Uncovering Latent Style Factors for Expressive Speech Synthesis

Towards End-to-End Prosody Transfer for Expressive Speech Synthesis with Tacotron

speech = phonetics + speaker identity + channel effects + prosody

网络架构

ref encoder + speaker encoder + transcript encoder

ref encoder 引入需要的prosody。 CNN（将采样）+RNN（取最后output）得到prosody embedding
speaker encoder 目标说话人（target）的信息。 one-hot输入（embeding lookup层）。
transcript encoder 待合成的文本信息，和tactron的encode一样r。
decoder和tacotron一样。

ref encoder和各输出一个embedding，concat到transcript encoder产生的序列特征上。

训练特征

mel-warped spectrum， ref encoder的输入和deocder输出是一样的，相当于一个auto-encoder。

模型局限

一个fix-size的prosody embedding，concat到transcrpt encode上，只能用单一风格。

Metric

客观指标，把两个序列padding一样长，衡量pitch相似度（变化相似度），voice相似度等。MCD，FFE。主观评测： AXY方法。

结果

文本不变的转换结果

ref encoder的输入对应的文本和transcript encoder 的输入文本是一样的。在ref enocder是training没见过的时候，效果仍然不错。

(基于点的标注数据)
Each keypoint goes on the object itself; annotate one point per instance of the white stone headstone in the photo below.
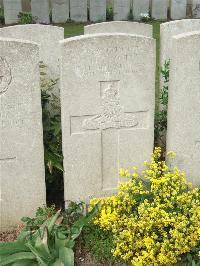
(169, 30)
(11, 10)
(107, 110)
(97, 10)
(40, 11)
(78, 10)
(47, 37)
(183, 135)
(140, 7)
(121, 9)
(178, 9)
(159, 9)
(22, 174)
(120, 27)
(60, 11)
(196, 8)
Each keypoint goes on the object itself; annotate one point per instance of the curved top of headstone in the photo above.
(46, 36)
(170, 29)
(120, 27)
(37, 27)
(107, 36)
(184, 107)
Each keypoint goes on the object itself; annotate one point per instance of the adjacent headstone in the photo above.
(140, 8)
(196, 8)
(121, 9)
(178, 9)
(78, 10)
(169, 30)
(183, 135)
(107, 110)
(40, 11)
(11, 10)
(97, 10)
(47, 37)
(120, 27)
(21, 139)
(60, 11)
(159, 9)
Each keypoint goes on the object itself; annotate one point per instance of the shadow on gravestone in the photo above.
(21, 139)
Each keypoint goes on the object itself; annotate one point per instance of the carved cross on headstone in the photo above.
(109, 122)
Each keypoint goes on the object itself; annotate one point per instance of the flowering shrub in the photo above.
(154, 218)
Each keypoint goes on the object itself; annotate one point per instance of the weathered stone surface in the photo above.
(178, 9)
(107, 110)
(78, 10)
(46, 36)
(11, 10)
(21, 140)
(184, 109)
(196, 8)
(40, 11)
(140, 7)
(60, 11)
(159, 9)
(120, 27)
(97, 10)
(121, 9)
(170, 29)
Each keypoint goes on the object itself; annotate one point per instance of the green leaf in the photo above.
(78, 226)
(17, 257)
(12, 247)
(38, 255)
(24, 263)
(66, 255)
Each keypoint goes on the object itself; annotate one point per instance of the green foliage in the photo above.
(161, 116)
(51, 116)
(99, 243)
(109, 13)
(193, 258)
(145, 17)
(2, 18)
(25, 18)
(46, 240)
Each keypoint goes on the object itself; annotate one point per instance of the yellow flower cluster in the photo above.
(155, 218)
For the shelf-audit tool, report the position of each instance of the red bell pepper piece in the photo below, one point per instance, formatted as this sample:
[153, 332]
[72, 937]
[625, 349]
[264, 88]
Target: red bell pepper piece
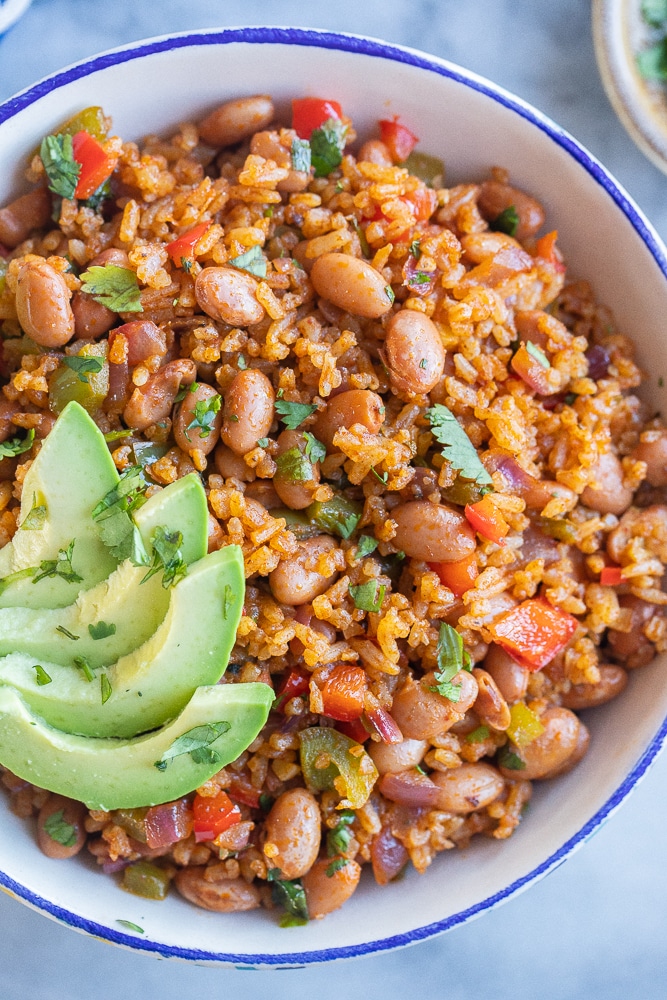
[183, 247]
[309, 113]
[96, 164]
[458, 576]
[487, 520]
[213, 815]
[398, 139]
[534, 632]
[343, 692]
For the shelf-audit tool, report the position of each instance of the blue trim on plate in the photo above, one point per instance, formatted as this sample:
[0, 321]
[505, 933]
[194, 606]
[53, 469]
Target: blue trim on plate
[382, 50]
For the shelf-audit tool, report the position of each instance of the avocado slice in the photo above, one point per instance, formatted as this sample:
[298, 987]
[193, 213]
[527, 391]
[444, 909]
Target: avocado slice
[136, 608]
[121, 774]
[72, 471]
[152, 684]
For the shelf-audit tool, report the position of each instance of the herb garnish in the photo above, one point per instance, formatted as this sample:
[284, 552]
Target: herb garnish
[62, 170]
[10, 449]
[459, 450]
[115, 287]
[197, 742]
[204, 415]
[59, 830]
[167, 556]
[368, 596]
[84, 366]
[293, 414]
[452, 658]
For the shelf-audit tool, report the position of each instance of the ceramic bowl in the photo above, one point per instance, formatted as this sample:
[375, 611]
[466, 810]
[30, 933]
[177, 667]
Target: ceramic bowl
[620, 33]
[472, 125]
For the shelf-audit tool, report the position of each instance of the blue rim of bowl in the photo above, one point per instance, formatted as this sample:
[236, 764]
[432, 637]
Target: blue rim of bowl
[313, 38]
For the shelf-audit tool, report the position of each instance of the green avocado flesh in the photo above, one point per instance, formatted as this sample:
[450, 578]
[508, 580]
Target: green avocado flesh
[135, 607]
[72, 472]
[155, 681]
[121, 774]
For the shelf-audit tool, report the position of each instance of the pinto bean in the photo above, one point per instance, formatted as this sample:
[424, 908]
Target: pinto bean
[495, 197]
[293, 831]
[652, 449]
[413, 352]
[248, 410]
[73, 816]
[351, 284]
[295, 491]
[607, 494]
[511, 679]
[613, 680]
[433, 532]
[490, 705]
[392, 758]
[295, 580]
[197, 438]
[421, 713]
[23, 215]
[153, 401]
[355, 406]
[43, 304]
[236, 120]
[229, 295]
[228, 896]
[468, 787]
[326, 893]
[551, 749]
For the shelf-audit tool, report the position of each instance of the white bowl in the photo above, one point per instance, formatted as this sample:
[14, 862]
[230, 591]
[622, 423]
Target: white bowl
[472, 124]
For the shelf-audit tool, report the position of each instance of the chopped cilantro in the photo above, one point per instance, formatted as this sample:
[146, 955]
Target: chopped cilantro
[115, 287]
[62, 170]
[10, 449]
[452, 658]
[84, 366]
[326, 146]
[196, 742]
[41, 676]
[167, 556]
[367, 544]
[293, 414]
[204, 415]
[368, 596]
[253, 261]
[300, 155]
[315, 450]
[101, 630]
[59, 829]
[459, 450]
[507, 222]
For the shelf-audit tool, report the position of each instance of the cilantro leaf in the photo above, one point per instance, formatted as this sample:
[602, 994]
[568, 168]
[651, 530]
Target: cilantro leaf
[197, 742]
[452, 658]
[368, 596]
[62, 170]
[204, 415]
[300, 155]
[326, 146]
[101, 630]
[115, 287]
[459, 450]
[293, 414]
[59, 829]
[41, 677]
[10, 449]
[507, 222]
[253, 261]
[83, 366]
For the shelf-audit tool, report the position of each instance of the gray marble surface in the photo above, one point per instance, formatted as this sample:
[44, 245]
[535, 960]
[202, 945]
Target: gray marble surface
[596, 927]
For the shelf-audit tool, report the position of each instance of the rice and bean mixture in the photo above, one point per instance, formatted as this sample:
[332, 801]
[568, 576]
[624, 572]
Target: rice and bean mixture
[425, 438]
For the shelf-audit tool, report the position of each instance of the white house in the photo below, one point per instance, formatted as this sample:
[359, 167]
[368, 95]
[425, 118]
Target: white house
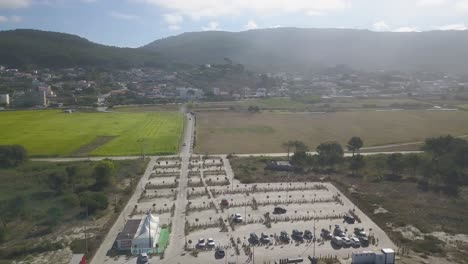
[139, 235]
[385, 256]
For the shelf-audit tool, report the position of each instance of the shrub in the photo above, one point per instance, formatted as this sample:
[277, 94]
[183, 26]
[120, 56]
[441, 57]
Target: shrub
[94, 201]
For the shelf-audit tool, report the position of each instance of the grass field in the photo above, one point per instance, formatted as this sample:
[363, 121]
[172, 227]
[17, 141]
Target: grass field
[235, 132]
[53, 133]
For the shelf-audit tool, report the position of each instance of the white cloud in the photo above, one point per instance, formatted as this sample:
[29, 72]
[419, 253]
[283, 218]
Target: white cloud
[14, 3]
[431, 3]
[213, 25]
[462, 6]
[380, 26]
[251, 25]
[123, 16]
[452, 27]
[217, 8]
[174, 27]
[315, 13]
[406, 29]
[10, 19]
[173, 19]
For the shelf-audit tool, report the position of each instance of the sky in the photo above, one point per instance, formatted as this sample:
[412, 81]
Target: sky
[134, 23]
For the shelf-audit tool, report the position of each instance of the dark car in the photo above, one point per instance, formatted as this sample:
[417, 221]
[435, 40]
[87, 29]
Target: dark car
[279, 210]
[219, 254]
[308, 235]
[364, 241]
[349, 219]
[284, 237]
[143, 258]
[338, 232]
[326, 234]
[265, 239]
[253, 239]
[297, 235]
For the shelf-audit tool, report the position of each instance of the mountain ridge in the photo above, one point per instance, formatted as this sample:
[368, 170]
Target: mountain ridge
[299, 49]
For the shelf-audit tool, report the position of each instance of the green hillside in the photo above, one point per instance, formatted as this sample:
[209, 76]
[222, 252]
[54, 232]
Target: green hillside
[23, 47]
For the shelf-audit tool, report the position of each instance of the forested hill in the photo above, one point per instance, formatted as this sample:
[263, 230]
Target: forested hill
[23, 47]
[294, 49]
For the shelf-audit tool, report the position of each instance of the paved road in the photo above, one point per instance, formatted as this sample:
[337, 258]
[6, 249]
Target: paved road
[176, 241]
[101, 253]
[100, 256]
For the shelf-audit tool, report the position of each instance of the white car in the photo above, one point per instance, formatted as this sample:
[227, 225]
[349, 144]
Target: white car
[237, 218]
[337, 241]
[346, 242]
[201, 243]
[211, 243]
[355, 242]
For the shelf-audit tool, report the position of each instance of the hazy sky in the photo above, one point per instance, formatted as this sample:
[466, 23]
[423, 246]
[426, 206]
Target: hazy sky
[137, 22]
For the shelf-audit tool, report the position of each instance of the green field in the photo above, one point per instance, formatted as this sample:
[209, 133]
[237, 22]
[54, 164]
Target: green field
[241, 132]
[53, 133]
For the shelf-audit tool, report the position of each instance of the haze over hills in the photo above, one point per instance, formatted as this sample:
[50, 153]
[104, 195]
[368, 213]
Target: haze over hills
[299, 50]
[265, 50]
[24, 47]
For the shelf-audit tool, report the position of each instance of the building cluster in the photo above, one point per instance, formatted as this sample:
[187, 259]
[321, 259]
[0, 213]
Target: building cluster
[90, 87]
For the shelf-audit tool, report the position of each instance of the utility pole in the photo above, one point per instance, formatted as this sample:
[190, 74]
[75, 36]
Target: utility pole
[149, 227]
[86, 231]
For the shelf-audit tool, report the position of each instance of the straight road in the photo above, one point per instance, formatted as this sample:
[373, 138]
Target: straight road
[186, 149]
[106, 245]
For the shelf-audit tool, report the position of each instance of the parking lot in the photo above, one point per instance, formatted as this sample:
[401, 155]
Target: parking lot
[213, 197]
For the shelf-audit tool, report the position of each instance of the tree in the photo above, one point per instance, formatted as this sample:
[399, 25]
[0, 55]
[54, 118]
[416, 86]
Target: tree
[12, 156]
[413, 161]
[354, 144]
[57, 181]
[93, 201]
[288, 145]
[104, 173]
[395, 163]
[71, 175]
[356, 164]
[330, 153]
[296, 145]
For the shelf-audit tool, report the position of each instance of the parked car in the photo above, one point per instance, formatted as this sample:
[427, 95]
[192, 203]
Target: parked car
[201, 243]
[279, 210]
[338, 232]
[284, 236]
[308, 235]
[224, 203]
[326, 234]
[253, 239]
[346, 242]
[297, 235]
[210, 243]
[265, 239]
[219, 254]
[237, 218]
[355, 242]
[142, 258]
[364, 241]
[337, 241]
[358, 231]
[349, 219]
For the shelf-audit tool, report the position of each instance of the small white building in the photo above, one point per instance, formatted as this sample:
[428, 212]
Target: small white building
[139, 235]
[385, 256]
[4, 99]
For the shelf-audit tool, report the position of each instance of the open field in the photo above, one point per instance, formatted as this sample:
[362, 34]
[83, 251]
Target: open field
[43, 224]
[235, 132]
[53, 133]
[313, 103]
[428, 222]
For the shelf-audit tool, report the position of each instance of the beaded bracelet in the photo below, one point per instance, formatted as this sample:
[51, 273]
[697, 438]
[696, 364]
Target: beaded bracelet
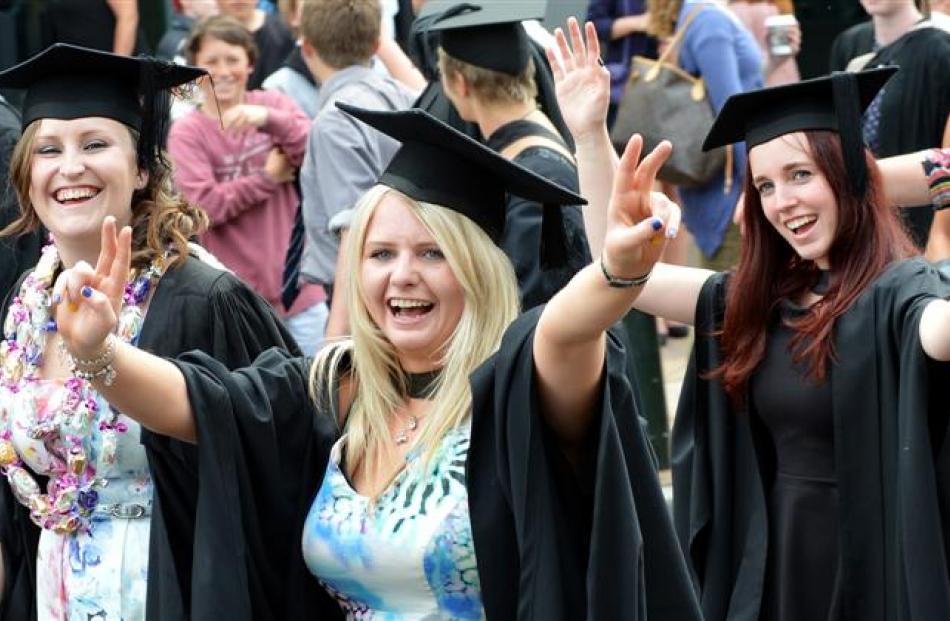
[937, 168]
[95, 368]
[622, 283]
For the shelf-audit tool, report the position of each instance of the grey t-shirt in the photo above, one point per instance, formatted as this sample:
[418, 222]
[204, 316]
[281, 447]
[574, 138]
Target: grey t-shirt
[344, 159]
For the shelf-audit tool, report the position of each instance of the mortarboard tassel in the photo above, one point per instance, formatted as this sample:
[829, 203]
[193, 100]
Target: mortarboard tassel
[848, 110]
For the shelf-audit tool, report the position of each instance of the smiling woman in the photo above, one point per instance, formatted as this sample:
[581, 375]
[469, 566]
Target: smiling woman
[444, 462]
[90, 153]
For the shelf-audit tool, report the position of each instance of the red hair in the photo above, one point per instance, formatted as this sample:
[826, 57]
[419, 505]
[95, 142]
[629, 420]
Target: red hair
[868, 239]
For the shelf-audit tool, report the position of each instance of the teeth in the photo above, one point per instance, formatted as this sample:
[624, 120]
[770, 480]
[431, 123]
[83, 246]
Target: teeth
[69, 194]
[408, 303]
[796, 223]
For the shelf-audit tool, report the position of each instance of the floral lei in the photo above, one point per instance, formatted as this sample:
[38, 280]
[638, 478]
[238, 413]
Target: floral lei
[70, 498]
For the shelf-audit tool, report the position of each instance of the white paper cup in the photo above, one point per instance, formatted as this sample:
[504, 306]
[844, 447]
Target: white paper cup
[778, 34]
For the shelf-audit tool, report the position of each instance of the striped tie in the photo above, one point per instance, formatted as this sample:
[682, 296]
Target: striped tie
[290, 282]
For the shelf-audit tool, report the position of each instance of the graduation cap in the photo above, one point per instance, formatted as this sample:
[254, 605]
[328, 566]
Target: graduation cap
[835, 102]
[489, 34]
[439, 164]
[70, 82]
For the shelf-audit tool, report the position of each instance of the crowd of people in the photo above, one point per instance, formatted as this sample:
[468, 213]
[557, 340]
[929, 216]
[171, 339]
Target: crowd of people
[302, 321]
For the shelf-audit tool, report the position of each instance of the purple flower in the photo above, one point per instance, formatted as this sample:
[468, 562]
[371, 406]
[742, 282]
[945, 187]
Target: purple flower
[140, 290]
[88, 499]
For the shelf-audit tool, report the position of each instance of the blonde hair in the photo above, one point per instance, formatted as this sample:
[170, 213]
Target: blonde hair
[491, 304]
[490, 85]
[343, 32]
[663, 16]
[162, 219]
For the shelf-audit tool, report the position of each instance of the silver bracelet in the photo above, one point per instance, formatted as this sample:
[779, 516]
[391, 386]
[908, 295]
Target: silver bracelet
[622, 283]
[94, 368]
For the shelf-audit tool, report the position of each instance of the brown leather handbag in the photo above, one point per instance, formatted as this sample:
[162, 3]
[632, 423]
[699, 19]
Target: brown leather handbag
[663, 102]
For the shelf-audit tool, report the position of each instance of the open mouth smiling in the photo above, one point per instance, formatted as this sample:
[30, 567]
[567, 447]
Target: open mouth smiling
[406, 307]
[72, 195]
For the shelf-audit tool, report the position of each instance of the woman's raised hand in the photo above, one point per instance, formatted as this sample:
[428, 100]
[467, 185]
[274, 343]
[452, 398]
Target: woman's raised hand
[88, 300]
[639, 221]
[582, 83]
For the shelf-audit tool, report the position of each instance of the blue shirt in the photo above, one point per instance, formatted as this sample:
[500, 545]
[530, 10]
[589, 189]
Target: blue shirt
[720, 49]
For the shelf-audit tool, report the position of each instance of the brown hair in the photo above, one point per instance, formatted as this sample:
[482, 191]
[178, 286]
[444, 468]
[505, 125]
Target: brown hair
[490, 85]
[783, 6]
[869, 237]
[161, 219]
[343, 32]
[223, 28]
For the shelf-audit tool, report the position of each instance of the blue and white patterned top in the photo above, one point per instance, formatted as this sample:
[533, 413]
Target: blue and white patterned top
[409, 555]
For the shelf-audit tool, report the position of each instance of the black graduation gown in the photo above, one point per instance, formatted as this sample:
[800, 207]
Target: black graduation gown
[892, 462]
[549, 545]
[915, 104]
[525, 219]
[16, 253]
[195, 306]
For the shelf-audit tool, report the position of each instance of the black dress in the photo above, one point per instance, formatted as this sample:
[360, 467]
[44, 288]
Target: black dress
[890, 408]
[803, 494]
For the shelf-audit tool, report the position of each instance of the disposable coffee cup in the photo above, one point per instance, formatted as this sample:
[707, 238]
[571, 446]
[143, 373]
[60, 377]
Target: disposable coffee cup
[778, 35]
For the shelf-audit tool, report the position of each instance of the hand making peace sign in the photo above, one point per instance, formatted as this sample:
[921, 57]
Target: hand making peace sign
[89, 300]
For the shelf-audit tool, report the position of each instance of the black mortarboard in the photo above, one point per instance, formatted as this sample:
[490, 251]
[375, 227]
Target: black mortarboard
[439, 164]
[489, 33]
[70, 82]
[835, 102]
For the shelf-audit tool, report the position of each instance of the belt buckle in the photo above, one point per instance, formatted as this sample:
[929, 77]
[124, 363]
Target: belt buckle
[129, 511]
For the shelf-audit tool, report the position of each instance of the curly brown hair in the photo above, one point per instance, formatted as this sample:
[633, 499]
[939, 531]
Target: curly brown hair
[223, 28]
[492, 86]
[162, 219]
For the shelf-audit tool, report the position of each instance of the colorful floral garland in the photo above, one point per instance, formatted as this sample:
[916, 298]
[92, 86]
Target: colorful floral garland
[70, 497]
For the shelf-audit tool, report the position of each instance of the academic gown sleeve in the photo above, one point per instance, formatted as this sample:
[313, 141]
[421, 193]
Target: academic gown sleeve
[194, 307]
[555, 541]
[262, 450]
[718, 497]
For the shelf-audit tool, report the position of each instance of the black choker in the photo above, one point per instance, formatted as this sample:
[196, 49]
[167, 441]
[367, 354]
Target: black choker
[822, 282]
[419, 385]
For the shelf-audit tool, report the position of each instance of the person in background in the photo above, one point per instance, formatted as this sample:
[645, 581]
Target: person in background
[753, 13]
[913, 111]
[444, 462]
[622, 26]
[91, 539]
[243, 174]
[108, 25]
[487, 73]
[272, 36]
[343, 158]
[294, 78]
[20, 252]
[719, 49]
[171, 46]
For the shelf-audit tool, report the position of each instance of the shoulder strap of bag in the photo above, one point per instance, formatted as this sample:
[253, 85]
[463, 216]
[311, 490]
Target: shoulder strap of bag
[678, 36]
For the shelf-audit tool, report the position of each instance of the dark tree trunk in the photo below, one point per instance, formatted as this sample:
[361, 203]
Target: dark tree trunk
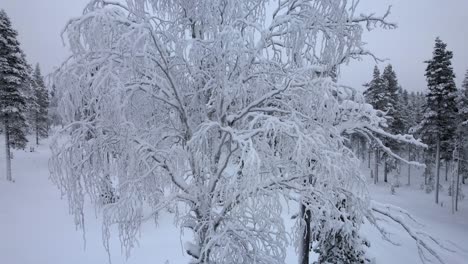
[437, 170]
[305, 243]
[7, 151]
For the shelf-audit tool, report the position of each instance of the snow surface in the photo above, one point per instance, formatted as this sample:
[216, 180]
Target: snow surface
[35, 226]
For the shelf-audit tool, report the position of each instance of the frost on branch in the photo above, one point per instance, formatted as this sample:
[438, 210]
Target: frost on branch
[216, 110]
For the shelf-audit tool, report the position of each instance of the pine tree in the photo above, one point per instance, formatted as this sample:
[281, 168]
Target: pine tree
[12, 76]
[40, 111]
[373, 93]
[373, 96]
[54, 116]
[463, 128]
[390, 100]
[438, 124]
[382, 94]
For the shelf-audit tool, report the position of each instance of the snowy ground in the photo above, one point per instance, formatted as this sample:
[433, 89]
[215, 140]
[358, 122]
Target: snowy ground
[35, 227]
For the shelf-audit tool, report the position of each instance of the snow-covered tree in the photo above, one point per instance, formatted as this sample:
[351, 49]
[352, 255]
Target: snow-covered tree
[374, 93]
[41, 106]
[13, 73]
[463, 128]
[439, 122]
[54, 116]
[217, 109]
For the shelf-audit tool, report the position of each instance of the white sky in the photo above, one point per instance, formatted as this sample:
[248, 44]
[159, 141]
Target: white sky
[39, 23]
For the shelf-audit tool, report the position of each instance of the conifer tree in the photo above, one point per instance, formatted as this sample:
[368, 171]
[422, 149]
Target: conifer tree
[373, 96]
[40, 111]
[438, 124]
[463, 128]
[12, 76]
[390, 100]
[373, 93]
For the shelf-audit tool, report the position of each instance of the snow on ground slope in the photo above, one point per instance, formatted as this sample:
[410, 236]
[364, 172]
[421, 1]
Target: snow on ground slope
[35, 227]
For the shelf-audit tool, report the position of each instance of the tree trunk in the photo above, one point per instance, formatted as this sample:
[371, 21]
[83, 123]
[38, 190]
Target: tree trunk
[376, 173]
[305, 243]
[37, 130]
[368, 158]
[446, 170]
[7, 151]
[458, 182]
[385, 169]
[409, 166]
[437, 170]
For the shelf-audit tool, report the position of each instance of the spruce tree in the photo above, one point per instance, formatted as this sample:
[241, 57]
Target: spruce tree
[390, 98]
[40, 111]
[373, 93]
[373, 96]
[463, 128]
[439, 120]
[12, 76]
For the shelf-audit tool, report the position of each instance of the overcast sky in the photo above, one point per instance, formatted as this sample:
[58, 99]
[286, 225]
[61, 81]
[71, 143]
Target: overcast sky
[39, 24]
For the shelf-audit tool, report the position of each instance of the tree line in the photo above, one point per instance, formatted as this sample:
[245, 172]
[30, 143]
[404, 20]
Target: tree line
[24, 98]
[438, 117]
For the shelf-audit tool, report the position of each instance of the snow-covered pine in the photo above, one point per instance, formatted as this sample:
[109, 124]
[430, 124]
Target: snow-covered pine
[217, 109]
[40, 120]
[53, 114]
[13, 74]
[439, 122]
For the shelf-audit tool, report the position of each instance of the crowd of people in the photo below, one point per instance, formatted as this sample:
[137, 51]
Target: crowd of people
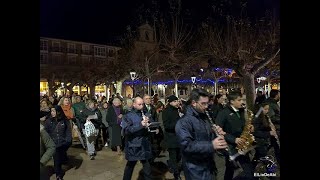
[193, 132]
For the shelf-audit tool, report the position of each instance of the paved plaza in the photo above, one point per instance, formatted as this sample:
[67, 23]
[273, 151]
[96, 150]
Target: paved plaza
[106, 166]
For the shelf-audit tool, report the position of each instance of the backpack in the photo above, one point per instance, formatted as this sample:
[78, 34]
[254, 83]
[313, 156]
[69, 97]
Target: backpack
[89, 129]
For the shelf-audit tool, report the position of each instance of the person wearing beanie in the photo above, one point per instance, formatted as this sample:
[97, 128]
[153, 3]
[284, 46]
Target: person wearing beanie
[170, 118]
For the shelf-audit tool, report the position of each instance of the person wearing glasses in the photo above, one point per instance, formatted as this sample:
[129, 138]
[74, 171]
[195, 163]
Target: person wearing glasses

- 任务说明 -
请续写上面那篇关于表现力语音合成中韵律迁移的笔记，从最后一句之后接着写。

- 参考答案 -
文本变换的转换结果

效果奇怪，这个问题定义的不好，不同句法的句子，如何用同样的韵律？可能更粗细粒度的韵律信息比如更合适。可用于模版，ref encoder和transcript encoder 的文本来自同一模版。比如上周末去玩的好开心。place可以不一样。

target speaker （通过speaker encoder输入）的特点信息被保留了多少。 ref prosody是否会对target speaker产生干扰。 ref 是male，target是female，只希望得到ref的韵律，但是实际是一个女性压低了声音在说话（被ref的pitch干扰了）。 prosody会把绝对pitch信息带入到合成结果里。 prosody和speaker representation之间存在entangle(纠缠)

量化分析带入了多少。

训练一个speaker id模型（输入是mel spectrom特征序列，也就是tactron的输出，输出speaker id). 在44个tts speaker上99%正确率。

使用不同的ref和 target speaker产生tacotron输出特征，送入spekaer id，发现60%识别为ref的speaker， 21%识别为target speaker。

理想情况是target 100%，即ref的speaker信息都没被带入，target里的speaker都带入。

不过，人耳去听，每个输出都很非常targer speaker。

换成维度更低的mel，从而减少pitch的信息，预测为target的提升到32%。

未来工作：

减少ref带入的speaker信息。
更全面的metrics
直接学习控制prosody，而不是用utt来提供。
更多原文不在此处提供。